[Gezeigter Textauszug]

══════════

Sehr geehrte Familie Jürgen,
beim staatlichen Handeln geraten oftmals der Wunsch nach von den Bürgern durchaus geforderter größtmöglicher Sicherheit einerseits und möglichst weitgehender individueller Freiheit andererseits in ein Spannungsverhältnis. Das ist auch in Ihrem Fall so, bei dem es um die Frage nach der Notwendigkeit von Kehr- und Überprüfungsarbeiten durch die Schornsteinfeger geht. Im Vordergrund steht hierbei die Betriebs- und Brandsicherheit von Feuerungsanlagen und damit der Schutz von Leben und Eigentum, aber auch der Umwelt. Die Verantwortung hierfür trägt zunächst der Staat. Aus Effektivitäts- und Kostengründen hat er die Aufgaben jedoch privatisiert und durch das bundesweit geltende Schornsteinfegergesetz dem Schornsteinfegerhandwerk übertragen, da sonst Beamte Feuerungsanlagen vor Ort auf durchgeführte Arbeiten überprüfen müssten.
Die auf dem Schornsteinfegergesetz basierende, und zuletzt 2004 an den Stand der Technik angepasste so genannte Kehr-, Überprüfungs- und Gebührenordnung für Schornsteinfegerarbeiten unseres Landes wird den hohen Ansprüchen an Feuersicherheit und Umweltschutz gerecht. Selbst Hersteller von Feuerungsanlagen, die für die Qualität ihrer Produkte buchstäblich die Hand ins Feuer legen würden, plädieren für eine wiederkehrende Überprüfung. Denn sie wissen nicht, wie die Anlage installiert wurde, unter welchen Aufstell- aber auch Bedienungsbedingungen sie arbeitet und wie sie unter diesen Voraussetzungen "altert".

══════════

[Gegebene Daten]
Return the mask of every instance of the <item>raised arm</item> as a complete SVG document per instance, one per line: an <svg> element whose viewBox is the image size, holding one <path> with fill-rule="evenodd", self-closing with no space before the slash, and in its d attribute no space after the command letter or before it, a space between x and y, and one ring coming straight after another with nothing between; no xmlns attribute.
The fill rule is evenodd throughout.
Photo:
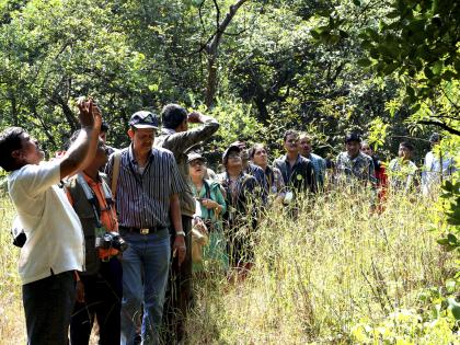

══════════

[Ziel der Aufgabe] Führe den Brief über die Schornsteinfegerarbeiten im Anschluss an seinen letzten Satz fort. Die Zeilen stehen in keinem Zusammenhang mit dem Brief über die Schornsteinfegerarbeiten.

[Antwort zur Aufgabe]
Sie stellen die Frage, warum der Schornsteinfeger diese Prüfung übernehmen muss, obwohl dies eine Wartungsfirma auch übernehmen könnte. Bitte bedenken Sie, dass die Aufgaben des Schornsteinfegers weit über die des Wartungsfachmannes hinausgehen. Der Schornsteinfeger überprüft und reinigt die Abgasanlage und das Verbindungsstück zwischen Feuerstätte und Schornstein. Er führt die Abgaswegüberprüfung mit CO-Messung, bei bestimmten Anlagen auch eine Dichtheitsprüfung und die Emissionsmessung durch. Darüber hinaus ist er für die Bauabnahmen der Feuerungsanlagen, die Kontrolle der Mängelbeseitigung, die sogenannte Feuerstättenschau und die Beratung vor Ort zuständig. Somit überprüft und kehrt der Schornsteinfeger, während die Wartungsfirma lediglich für die Wartung verantwortlich zeichnet.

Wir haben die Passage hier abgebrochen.